Hedef: Türk gençliğine rehber olan şahsiyetler üzerine yazıda "Âkif; İslâmî-millî bütün" ile başlayıp "çabuk, yol uzun." ile biten kısmı, "ilmini" yerine "tekniğini" koyarak yeniden yazar mısın?

Türk gençliğinin önünde, kendine, her sahada rehberlik yapacak o kadar çok büyük şahsiyetimiz var ki, herbiriyle ne kadar iftihar etsek azdır.
Ancak; bunların bâzıları, eserlerinde, doğrudan doğruya geleceğe dâir millî hedefler göstererek yol çizerler ve Türk gençliğine rehber olurlar.
Meselâ; Mehmet Âkif, " Âsım'ın nesli "yle; Necip Fâzıl; "Büyük Doğu nesliyle", Ali Fuat Başgil, " umûmî bakışla/ Gençlerle Başbaşa"yla ve Rıza Akdemir de, doğrudan doğruya " Türk Gençliği"ne hitapla, mes'eleye ışık tutmaktadırlar.
Âkif; 1924'te neşrettiği, Safahat'ın altıncı kitabı olan" Âsım"da, târih boyunca çekilen sıkıntılardan istikbâle yol açarak, " Âsım'ın nesli"nin kahramanlıklarını, fazîletlerini, aşklarını, ilimlerini, irfanlarını, arzu ve heveslerini, geleceğin Türk gençliğine birer nasihat olarak kayda alır. Târihî hâdiselerin içtimâî sebeplerini, şiir san'atıyla fakat ilmî bir tarzda ortaya koyar ve çözüm getirir. Bu düşüncesine,meşhûr "Çanakkale Destanı"ndaki:
" Âsım'ın nesli... diyordum ya...nesilmiş gerçek:
İşte çiğnetmedi nâmûsunu, çiğnetmiyecek! "
Mısralarıyla son "düğümü" atar.
Âkif; İslâmî-millî bütün değerlere bağlı kalarak, dışarının sâdece ilmini almanın taraftarıdır.
Necip Fâzıl; gerek " İdeolocya Örgüsü"nde ve gerekse diğer yazıları ve şiirlerinde gençlik mes'elesine, diyebilirim ki, en çok temas eden kişidir. " Büyük Doğu Marşı"nda, " Oğuz'un altın nesli" ni, KILAVUZ'un , " nur yolu izine" dâvet eder:
" Yürü altın nesli o tunç Oğuz'un!
Adet küçük, zaman çabuk, yol uzun.
Nur yolu izinden git KILAVUZ'un!
Fethine çık, doğru, güzel, sonsuzun!"
O; " Büyük Doğu Gençliği" başlıklı beytinde de şöyle der:
" Büyük Doğu Gençliği, arslanlardan gür sesli;
Sahabî mayasından, yüce Fatih'in nesli..."
Tabiî ki, bu kadar değil! " Genç Adam"a hitapları, nutukları birer şaheserdir! Meselâ; " Esselâm " adlı kitabının başındaki şu cümle bile, gençliğe ne kadar ehemmiyet verdiğini gösterir:
" Eserimi, Kıyamete kadar gelecek mukaddesatçı Türk Gençliğine ithaf ediyorum."

Kayıtlar:
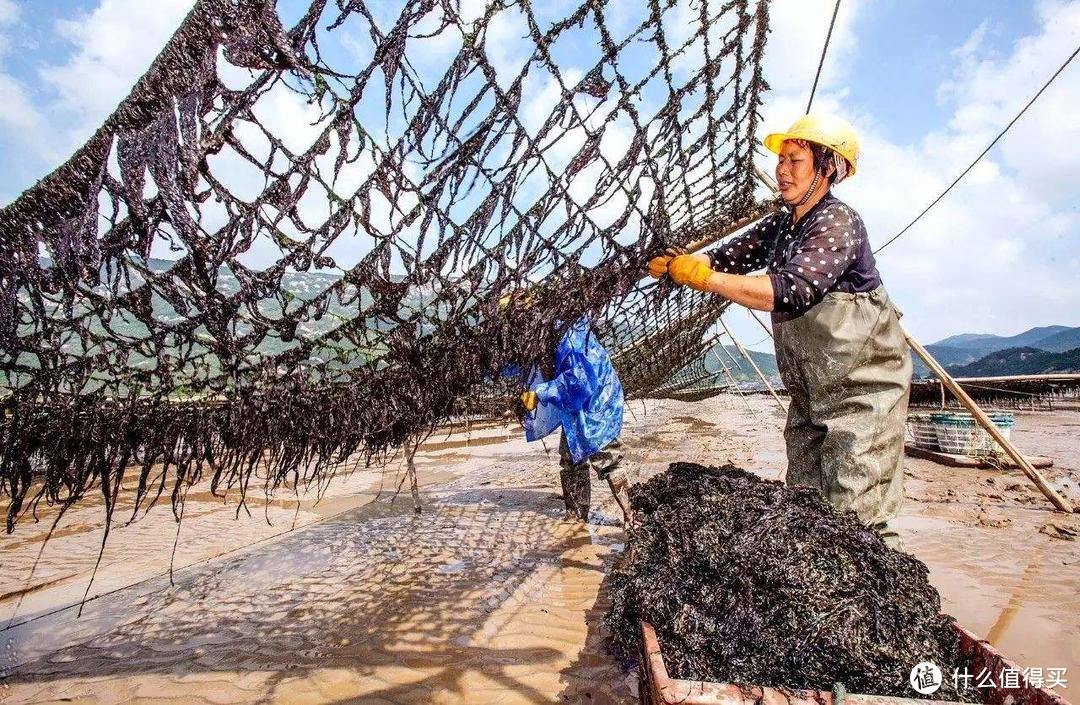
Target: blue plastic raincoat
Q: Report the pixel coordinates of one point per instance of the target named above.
(584, 397)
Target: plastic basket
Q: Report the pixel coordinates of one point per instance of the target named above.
(958, 433)
(921, 432)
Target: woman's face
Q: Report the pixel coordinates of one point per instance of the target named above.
(794, 171)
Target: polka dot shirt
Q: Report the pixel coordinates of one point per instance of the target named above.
(826, 251)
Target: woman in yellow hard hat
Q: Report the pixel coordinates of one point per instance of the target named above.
(839, 346)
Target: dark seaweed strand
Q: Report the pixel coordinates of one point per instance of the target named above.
(120, 368)
(751, 582)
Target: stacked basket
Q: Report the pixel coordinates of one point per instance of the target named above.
(958, 433)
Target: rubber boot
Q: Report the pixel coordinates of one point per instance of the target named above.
(620, 488)
(889, 536)
(577, 491)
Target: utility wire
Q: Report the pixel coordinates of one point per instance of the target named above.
(988, 147)
(824, 50)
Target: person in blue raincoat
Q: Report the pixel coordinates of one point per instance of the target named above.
(584, 398)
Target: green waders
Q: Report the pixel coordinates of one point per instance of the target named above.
(577, 485)
(848, 369)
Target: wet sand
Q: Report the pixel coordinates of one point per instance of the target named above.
(487, 596)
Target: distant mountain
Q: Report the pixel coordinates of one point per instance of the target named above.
(967, 340)
(1062, 341)
(1021, 361)
(970, 348)
(740, 368)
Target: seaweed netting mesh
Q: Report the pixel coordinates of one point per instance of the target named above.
(287, 246)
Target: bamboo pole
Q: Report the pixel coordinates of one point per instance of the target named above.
(738, 225)
(988, 425)
(757, 369)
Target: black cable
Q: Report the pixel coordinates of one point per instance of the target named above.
(988, 147)
(824, 50)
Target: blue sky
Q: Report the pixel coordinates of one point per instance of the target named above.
(927, 84)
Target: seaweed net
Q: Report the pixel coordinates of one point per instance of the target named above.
(751, 582)
(287, 246)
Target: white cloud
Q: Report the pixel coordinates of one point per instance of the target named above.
(991, 256)
(9, 12)
(115, 45)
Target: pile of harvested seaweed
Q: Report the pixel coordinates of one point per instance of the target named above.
(751, 582)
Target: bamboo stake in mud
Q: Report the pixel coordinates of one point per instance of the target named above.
(757, 369)
(988, 425)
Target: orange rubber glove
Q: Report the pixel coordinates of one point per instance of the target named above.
(690, 271)
(658, 266)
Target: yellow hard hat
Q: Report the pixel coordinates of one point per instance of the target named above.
(827, 131)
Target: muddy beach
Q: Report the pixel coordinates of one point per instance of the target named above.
(489, 594)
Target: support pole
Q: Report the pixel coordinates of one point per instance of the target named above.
(757, 369)
(988, 425)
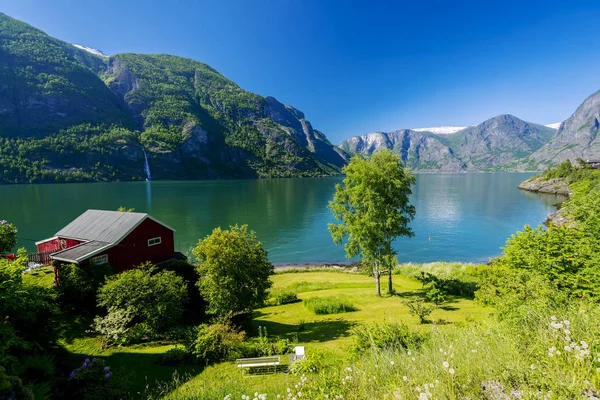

Örnek Çözüm:
Âkif; İslâmî-millî bütün değerlere bağlı kalarak, dışarının sâdece tekniğini almanın taraftarıdır.
Necip Fâzıl; gerek " İdeolocya Örgüsü"nde ve gerekse diğer yazıları ve şiirlerinde gençlik mes'elesine, diyebilirim ki, en çok temas eden kişidir. " Büyük Doğu Marşı"nda, " Oğuz'un altın nesli" ni, KILAVUZ'un , " nur yolu izine" dâvet eder:
" Yürü altın nesli o tunç Oğuz'un!
Adet küçük, zaman çabuk, yol uzun.